WRITTEN TASKS:
1. Answer these questions from the house-painting excerpt.
(a) How much profit did the writer make in one summer?
(b) What profit goal did the writer set?
(c) What was the first car the writer bought?
2. From the house-painting excerpt, write out the passage from "I worked from" to "make our goals.".

This famous franchise recruits college students and trains them on how to paint houses.  I had never painted before in my life, but the idea of running my own business seemed much better than any other first year university summer job.  I ended up as the top rookie in Ontario (and second in Canada) with $140,000 in revenues and $42,000 in profit in one summer.  I was also running the largest turf in all of Toronto, as I started to take over other franchisees that were not doing as well, ending up with five different turfs.

The Beginning

I worked from October 2005 until the end of August, 2006.  From October to December was pretty much full-out training by College Pro Painters, the franchise company.  They taught us how to estimate how much it would cost to paint a house, how to find customers, and how to hire painters.  We had set our goals early and worked back how many cold-calls we needed to make every single week in order to make our goals.

I set a goal of $40,000 in profits, which was very substantial.  But my general manager, Ashley Ward, was very encouraging and motivated me to keep on track.  I remember that Christmas, while it was snowing hard in Toronto, I was already going around and knocking on doors, asking people if they would like advanced estimates on painting their houses.  The average cold-call leads per hour is about 1.  The first night I went out, I got 11.

Ramping up

My hard-working van

During second semester, I would drive up to Toronto from Kingston (where Queen’s University is) every weekend to book jobs.  I drove in the first car that I bought – a ’93 Voyager, which died pretty much the day summer was over (it drove over 210,000 kms.  I still have the back seats :)).

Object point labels

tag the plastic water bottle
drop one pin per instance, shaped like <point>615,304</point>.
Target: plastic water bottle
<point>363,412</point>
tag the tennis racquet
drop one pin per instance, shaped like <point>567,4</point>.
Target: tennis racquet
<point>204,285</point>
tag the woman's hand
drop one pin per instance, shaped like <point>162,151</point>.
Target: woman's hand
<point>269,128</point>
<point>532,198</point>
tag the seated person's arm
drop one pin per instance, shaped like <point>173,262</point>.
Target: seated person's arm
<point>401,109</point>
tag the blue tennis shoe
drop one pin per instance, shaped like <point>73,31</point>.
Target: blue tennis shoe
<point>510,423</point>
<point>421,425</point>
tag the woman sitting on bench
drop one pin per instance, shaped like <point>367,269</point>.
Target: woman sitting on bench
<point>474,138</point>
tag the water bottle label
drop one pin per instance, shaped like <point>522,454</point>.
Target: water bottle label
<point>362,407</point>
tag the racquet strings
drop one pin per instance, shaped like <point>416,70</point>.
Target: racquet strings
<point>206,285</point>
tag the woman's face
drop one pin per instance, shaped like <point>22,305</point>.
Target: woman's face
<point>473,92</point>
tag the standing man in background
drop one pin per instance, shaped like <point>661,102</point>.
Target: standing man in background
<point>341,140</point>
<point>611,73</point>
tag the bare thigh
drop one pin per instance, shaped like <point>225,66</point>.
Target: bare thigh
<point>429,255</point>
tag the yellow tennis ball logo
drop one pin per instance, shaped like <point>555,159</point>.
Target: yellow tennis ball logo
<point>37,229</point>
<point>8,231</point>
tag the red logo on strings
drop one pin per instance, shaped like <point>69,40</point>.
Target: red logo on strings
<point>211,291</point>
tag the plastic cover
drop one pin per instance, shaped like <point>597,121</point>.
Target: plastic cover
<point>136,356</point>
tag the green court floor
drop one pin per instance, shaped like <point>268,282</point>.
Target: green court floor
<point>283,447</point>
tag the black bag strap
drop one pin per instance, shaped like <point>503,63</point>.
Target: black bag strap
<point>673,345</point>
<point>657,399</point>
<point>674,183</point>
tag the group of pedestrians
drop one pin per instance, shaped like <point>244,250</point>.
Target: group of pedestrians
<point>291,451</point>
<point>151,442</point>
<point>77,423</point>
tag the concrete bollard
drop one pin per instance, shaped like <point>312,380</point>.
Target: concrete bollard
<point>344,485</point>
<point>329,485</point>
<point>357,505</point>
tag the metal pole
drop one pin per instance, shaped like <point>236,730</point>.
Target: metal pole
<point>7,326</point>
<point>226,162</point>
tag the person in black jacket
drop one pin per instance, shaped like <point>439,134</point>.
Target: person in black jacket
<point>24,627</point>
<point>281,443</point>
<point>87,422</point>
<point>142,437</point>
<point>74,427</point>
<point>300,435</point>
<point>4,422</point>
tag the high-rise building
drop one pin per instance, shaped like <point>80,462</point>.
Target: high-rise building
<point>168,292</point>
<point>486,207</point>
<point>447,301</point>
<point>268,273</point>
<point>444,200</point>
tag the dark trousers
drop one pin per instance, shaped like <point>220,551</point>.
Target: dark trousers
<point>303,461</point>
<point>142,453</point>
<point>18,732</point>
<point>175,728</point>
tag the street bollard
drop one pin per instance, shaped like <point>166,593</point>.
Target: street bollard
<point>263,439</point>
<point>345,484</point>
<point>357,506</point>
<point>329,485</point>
--
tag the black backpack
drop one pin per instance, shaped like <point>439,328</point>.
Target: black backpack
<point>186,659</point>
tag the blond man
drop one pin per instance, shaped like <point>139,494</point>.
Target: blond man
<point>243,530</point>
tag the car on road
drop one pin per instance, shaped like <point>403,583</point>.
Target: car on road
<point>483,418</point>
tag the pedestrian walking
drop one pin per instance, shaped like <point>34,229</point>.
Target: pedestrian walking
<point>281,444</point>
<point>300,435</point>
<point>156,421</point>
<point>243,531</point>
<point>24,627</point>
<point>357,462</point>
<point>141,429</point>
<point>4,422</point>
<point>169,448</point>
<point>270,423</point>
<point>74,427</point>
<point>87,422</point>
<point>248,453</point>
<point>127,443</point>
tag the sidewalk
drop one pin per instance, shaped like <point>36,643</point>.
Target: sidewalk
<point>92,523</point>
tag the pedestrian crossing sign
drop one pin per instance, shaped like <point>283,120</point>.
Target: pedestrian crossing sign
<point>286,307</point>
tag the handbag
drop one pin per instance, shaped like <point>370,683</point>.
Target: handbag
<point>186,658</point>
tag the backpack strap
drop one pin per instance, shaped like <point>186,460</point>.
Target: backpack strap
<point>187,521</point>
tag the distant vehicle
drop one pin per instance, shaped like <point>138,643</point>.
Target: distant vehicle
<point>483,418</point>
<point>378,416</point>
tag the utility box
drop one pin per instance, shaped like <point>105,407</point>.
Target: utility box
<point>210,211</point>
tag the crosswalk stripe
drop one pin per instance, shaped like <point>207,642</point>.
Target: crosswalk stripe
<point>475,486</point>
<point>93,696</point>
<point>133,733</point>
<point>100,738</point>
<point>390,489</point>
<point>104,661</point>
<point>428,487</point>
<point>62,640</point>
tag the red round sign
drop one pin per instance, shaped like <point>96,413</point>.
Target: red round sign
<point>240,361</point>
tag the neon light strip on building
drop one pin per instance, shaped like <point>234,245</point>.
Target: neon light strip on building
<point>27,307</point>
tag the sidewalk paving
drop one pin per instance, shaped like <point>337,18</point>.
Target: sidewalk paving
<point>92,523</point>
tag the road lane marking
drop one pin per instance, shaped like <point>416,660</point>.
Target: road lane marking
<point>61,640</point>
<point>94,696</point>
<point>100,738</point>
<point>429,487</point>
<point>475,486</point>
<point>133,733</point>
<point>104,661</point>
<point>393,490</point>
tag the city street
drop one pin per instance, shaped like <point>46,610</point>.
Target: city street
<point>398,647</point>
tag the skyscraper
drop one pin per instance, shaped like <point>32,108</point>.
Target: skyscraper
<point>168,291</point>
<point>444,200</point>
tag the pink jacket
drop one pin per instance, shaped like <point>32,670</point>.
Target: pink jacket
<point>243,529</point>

SOLUTIONS BY TASK:
1.
(a) $42,000
(b) $40,000
(c) A '93 Voyager

2.
I worked from October 2005 until the end of August, 2006.  From October to December was pretty much full-out training by College Pro Painters, the franchise company.  They taught us how to estimate how much it would cost to paint a house, how to find customers, and how to hire painters.  We had set our goals early and worked back how many cold-calls we needed to make every single week in order to make our goals.